*PROBLEM TO SOLVE*: Your answer must be the listing, given again word for word.

*RECORDS TO PROCESS*:

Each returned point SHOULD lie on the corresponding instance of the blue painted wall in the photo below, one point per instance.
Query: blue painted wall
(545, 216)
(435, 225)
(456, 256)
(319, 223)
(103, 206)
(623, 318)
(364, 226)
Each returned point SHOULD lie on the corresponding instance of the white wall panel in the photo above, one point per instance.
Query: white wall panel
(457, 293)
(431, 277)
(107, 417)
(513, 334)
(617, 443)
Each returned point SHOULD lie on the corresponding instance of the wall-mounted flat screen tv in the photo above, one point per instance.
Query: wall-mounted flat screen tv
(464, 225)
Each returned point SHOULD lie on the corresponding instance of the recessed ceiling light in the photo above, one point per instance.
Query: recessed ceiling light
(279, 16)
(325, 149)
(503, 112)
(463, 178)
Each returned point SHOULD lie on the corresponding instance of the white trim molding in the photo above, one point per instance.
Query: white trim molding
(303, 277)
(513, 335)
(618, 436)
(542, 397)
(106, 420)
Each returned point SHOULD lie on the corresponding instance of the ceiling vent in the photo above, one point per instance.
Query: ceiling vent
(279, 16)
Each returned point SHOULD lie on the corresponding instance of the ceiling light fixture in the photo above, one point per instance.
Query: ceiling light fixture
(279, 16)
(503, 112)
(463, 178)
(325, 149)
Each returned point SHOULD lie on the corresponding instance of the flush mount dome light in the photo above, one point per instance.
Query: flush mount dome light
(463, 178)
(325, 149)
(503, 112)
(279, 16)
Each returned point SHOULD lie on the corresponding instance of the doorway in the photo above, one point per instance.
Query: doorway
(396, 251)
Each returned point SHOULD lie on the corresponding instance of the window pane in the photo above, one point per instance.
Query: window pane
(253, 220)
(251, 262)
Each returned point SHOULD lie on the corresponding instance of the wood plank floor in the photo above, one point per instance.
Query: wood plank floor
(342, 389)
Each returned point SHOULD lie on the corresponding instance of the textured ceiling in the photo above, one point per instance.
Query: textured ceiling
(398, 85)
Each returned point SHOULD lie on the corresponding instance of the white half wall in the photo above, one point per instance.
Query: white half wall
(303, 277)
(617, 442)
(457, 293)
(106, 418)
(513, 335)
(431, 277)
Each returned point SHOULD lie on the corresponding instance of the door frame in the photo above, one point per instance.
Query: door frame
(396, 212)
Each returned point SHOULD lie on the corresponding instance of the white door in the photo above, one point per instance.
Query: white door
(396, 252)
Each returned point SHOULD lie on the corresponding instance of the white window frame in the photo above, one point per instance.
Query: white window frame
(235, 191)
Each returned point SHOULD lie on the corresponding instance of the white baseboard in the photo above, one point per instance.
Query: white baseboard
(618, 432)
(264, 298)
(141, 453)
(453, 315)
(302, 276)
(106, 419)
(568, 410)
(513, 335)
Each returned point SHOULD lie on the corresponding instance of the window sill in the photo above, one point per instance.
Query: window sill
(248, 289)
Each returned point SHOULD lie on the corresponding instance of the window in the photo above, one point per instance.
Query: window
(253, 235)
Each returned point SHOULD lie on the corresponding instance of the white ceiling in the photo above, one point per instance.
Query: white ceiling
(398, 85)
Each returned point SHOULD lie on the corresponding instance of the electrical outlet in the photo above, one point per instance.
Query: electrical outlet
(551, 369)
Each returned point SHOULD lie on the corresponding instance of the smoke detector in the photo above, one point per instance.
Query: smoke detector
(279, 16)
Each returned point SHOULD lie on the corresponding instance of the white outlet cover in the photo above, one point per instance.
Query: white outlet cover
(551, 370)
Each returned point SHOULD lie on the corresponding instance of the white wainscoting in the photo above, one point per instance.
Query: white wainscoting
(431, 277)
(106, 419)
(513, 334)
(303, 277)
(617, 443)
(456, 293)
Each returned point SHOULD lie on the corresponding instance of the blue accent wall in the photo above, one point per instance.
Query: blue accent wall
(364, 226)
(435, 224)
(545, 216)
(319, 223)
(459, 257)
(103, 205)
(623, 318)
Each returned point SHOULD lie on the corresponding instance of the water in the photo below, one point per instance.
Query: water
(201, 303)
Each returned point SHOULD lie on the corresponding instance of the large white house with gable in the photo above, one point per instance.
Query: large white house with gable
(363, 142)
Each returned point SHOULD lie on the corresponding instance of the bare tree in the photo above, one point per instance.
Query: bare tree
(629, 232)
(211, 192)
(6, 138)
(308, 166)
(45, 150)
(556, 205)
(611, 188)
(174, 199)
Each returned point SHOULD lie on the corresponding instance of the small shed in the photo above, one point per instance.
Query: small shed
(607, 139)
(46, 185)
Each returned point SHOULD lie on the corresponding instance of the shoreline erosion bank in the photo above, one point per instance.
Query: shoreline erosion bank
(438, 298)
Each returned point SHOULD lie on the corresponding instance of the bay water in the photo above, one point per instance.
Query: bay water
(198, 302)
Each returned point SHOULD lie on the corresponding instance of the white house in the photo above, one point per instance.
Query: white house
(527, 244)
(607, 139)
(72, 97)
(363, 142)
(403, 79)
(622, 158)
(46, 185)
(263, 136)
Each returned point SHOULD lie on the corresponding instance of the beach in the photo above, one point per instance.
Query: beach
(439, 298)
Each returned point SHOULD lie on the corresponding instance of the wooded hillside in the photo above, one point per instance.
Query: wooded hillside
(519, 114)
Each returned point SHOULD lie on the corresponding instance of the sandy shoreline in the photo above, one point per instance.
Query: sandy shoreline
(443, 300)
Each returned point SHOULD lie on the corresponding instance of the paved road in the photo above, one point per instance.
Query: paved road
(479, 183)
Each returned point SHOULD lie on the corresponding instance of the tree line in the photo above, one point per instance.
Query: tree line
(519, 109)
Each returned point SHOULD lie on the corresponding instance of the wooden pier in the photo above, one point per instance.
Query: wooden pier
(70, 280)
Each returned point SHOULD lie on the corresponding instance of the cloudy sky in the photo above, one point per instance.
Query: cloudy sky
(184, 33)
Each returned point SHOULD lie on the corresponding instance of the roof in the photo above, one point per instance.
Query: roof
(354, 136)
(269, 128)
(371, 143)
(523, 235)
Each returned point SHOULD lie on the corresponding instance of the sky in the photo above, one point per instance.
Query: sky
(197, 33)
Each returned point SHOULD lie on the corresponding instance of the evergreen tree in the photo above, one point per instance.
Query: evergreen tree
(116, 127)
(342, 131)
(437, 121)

*EXERCISE RESPONSE*:
Each returned point SHOULD lie on the corresponding instance of the blue painted wall in the photo below, one point per instance.
Query: blue painted wall
(545, 216)
(435, 225)
(456, 256)
(319, 223)
(103, 206)
(623, 318)
(364, 226)
Each returned point SHOULD lie on the corresponding instance of the white wall panel in the photo above, one point per instance.
Query: white wall panel
(457, 293)
(431, 277)
(107, 417)
(513, 334)
(617, 443)
Each returned point SHOULD lie on the corresponding instance of the wall-mounted flat screen tv in the photo above, one point per instance.
Query: wall-mounted flat screen tv
(464, 225)
Each returned point SHOULD lie on the corresponding instance of the recessed ceiling light in the photo above, one point per instance.
Query: recessed ceiling light
(279, 16)
(325, 149)
(503, 112)
(463, 178)
Each returned point SHOULD lie on the corresponding instance of the white trim molding in the photo above, one point per instance.
Query: white trim molding
(303, 277)
(513, 335)
(618, 436)
(542, 397)
(106, 420)
Each returned point SHOULD lie on the corresponding instance of the ceiling vent in the photo above, one point per instance.
Query: ceiling vent
(279, 16)
Each returned point SHOULD lie on the corresponding instance of the ceiling light fixture in the photo above, one point per instance.
Query: ceiling light fixture
(279, 16)
(503, 112)
(463, 178)
(325, 149)
Each returned point SHOULD lie on the corresponding instance of the flush mount dome light in the photo above, one point per instance.
Query: flush mount dome light
(463, 178)
(325, 149)
(503, 112)
(279, 16)
Each returned point SHOULD lie on the corresponding instance of the doorway in the photo above, one point per instance.
Query: doorway
(396, 251)
Each returned point SHOULD lie on the corresponding instance of the window pane in the photo above, one point per instance.
Query: window pane
(253, 220)
(251, 262)
Each returned point SHOULD lie on the corresponding instance of the wood plank floor in the photo above, one point per instance.
Query: wood plank floor
(342, 389)
Each returned point SHOULD lie on the corresponding instance of the textured ceiling in the photo above, one point per instance.
Query: textured ceiling
(398, 85)
Each returned point SHOULD lie on the corresponding instance of the white half wall in the photo above, one point per instance.
Query: white half wall
(303, 277)
(617, 442)
(457, 293)
(106, 418)
(513, 335)
(431, 277)
Each returned point SHOULD lie on the corresponding instance of the door frame in the photo above, one point per instance.
Query: door frame
(396, 212)
Each returned point SHOULD lie on the corresponding instance of the white door in the photo above, one point per instance.
Query: white door
(396, 252)
Each returned point SHOULD lie on the corresponding instance of the white window frame in the photo above, one point per instance.
Query: white window frame
(235, 191)
Each returned point SHOULD lie on the corresponding instance of the white baseboard in the photo above, one point per instance.
Query: white baseboard
(618, 432)
(264, 298)
(141, 453)
(453, 315)
(302, 276)
(106, 419)
(568, 410)
(513, 335)
Each returned point SHOULD lie on the corresponding instance of the window sill in the photo above, one point per instance.
Query: window sill
(248, 289)
Each returned point SHOULD lie on the corresponding instance of the window in the photo above, one point per instance.
Query: window
(253, 235)
Each returned point SHOULD lie on the corresponding instance of the white ceiling in the photo above, one point per instance.
Query: white ceiling
(398, 85)
Each returned point SHOULD lie on the corresponding instance of the electrical outlet in the photo above, one point per instance.
Query: electrical outlet
(551, 369)
Each returned point SHOULD lie on the corresponding instance of the smoke detector in the photo above, one point per instance.
Query: smoke detector
(279, 16)
Each returned point SHOULD lie on the corresponding instance of the white outlet cover in the photo above, one point per instance.
Query: white outlet cover
(551, 370)
Each returned point SHOULD lie on the corresponding instance of the white wainscoting in the photo above, one point per instance.
Query: white wainscoting
(431, 277)
(106, 419)
(513, 334)
(303, 277)
(617, 443)
(456, 293)
Each returned point SHOULD lie on the corresponding instance of the blue accent wall in the photo above, one point per instance.
Query: blue accent wall
(364, 226)
(435, 224)
(545, 216)
(319, 223)
(459, 257)
(103, 205)
(623, 318)
Each returned point SHOULD lie on the corresponding instance of the water in the photo below, one point per instance.
Query: water
(201, 303)
Each returned point SHOULD lie on the corresponding instance of the large white house with gable in the photo above, one point per instance.
Query: large white house with gable
(363, 142)
Each returned point SHOULD lie on the corresponding instance of the bare tree in the photo above, one point per instance.
Query: bare tree
(629, 232)
(211, 192)
(6, 138)
(308, 166)
(45, 150)
(556, 205)
(611, 188)
(174, 199)
Each returned point SHOULD lie on the corresponding instance of the small shed in the photo above, one point per instance.
Query: small shed
(607, 139)
(46, 185)
Each returned point SHOULD lie on the corresponding instance of the shoreline erosion bank in the photo above, one point per instance.
Query: shoreline erosion bank
(438, 298)
Each returned point SHOULD lie on the corresponding instance of the bay water in the photo above, one point per instance.
Query: bay water
(198, 302)
Each returned point SHOULD lie on the corresponding instance of the white house in the photo above, one point per instance.
Query: white house
(527, 244)
(607, 139)
(72, 97)
(363, 142)
(403, 79)
(622, 158)
(46, 185)
(263, 136)
Each returned point SHOULD lie on the corresponding instance of the beach in the photo above, one point per instance.
Query: beach
(439, 298)
Each returned point SHOULD lie on the corresponding instance of the wooded hillside in the photo above, one point per instance.
Query: wooded hillside
(519, 114)
Each returned point SHOULD lie on the corresponding instance of the sandy shoreline in the photo above, one point per instance.
Query: sandy shoreline
(443, 300)
Each returned point SHOULD lie on the corresponding instance of the paved road in the photo above, one point per instance.
Query: paved road
(479, 183)
Each returned point SHOULD lie on the corresponding instance of the tree line in the photo above, one point per instance.
Query: tree line
(519, 109)
Each returned point SHOULD lie on the corresponding instance of the wooden pier in the photo above, one point per instance.
Query: wooden pier
(70, 280)
Each returned point SHOULD lie on the corresponding instance of the cloudy sky in the photo above, one point per instance.
Query: cloudy sky
(184, 33)
Each returned point SHOULD lie on the corresponding instance of the roof in the photo above, one point per instance.
Query: roof
(354, 136)
(269, 128)
(371, 143)
(523, 235)
Each returned point SHOULD lie on the corresponding instance of the sky in the photo above, one point per instance.
Query: sky
(197, 33)
Each returned point SHOULD lie on the corresponding instance of the evergreen tree in the photo above, one point per instance.
Query: evergreen tree
(116, 127)
(342, 131)
(437, 121)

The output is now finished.